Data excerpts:
###
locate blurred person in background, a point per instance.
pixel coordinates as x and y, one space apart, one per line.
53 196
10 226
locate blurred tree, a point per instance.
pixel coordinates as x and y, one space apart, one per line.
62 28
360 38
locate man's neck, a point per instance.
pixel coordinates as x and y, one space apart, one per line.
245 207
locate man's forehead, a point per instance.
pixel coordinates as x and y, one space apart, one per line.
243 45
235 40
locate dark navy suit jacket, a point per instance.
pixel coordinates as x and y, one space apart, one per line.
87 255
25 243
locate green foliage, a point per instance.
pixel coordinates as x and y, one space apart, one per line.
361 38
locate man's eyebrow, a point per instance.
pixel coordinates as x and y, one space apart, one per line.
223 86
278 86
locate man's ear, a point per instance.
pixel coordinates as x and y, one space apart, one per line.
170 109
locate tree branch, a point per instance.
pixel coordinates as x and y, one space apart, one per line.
###
WHAT YOU HAVE TO DO: Could you reproduce the data above exactly as given?

ANSWER TO THIS PROBLEM:
locate blurred person in background, a point per instance.
pixel coordinates as x and y, one space apart, one per line.
53 196
10 226
locate blurred tree, a point per instance.
pixel coordinates as x and y, one space apart, one per line.
62 28
360 38
locate man's neck, a point per instance.
pixel coordinates as x and y, one space apart, one per line.
245 207
locate man's forehead, a point per instance.
pixel coordinates as x and y, one space apart, one per line.
243 45
235 40
locate dark navy suit jacket, a point per instance.
pixel coordinates as x and y, one space apart, one per line.
87 255
25 243
locate green foliage, a point per instance.
pixel coordinates as x and y, one space apart, one per line.
361 38
locate man's eyebrow, a point per instance.
pixel coordinates as x and y, one space apart, one per line.
223 86
278 86
locate man's ear, a point per instance.
pixel coordinates as x and y, one space apart, one per line.
170 109
locate tree branch, a point per instance.
pixel coordinates as x and y, one space apart, one per line.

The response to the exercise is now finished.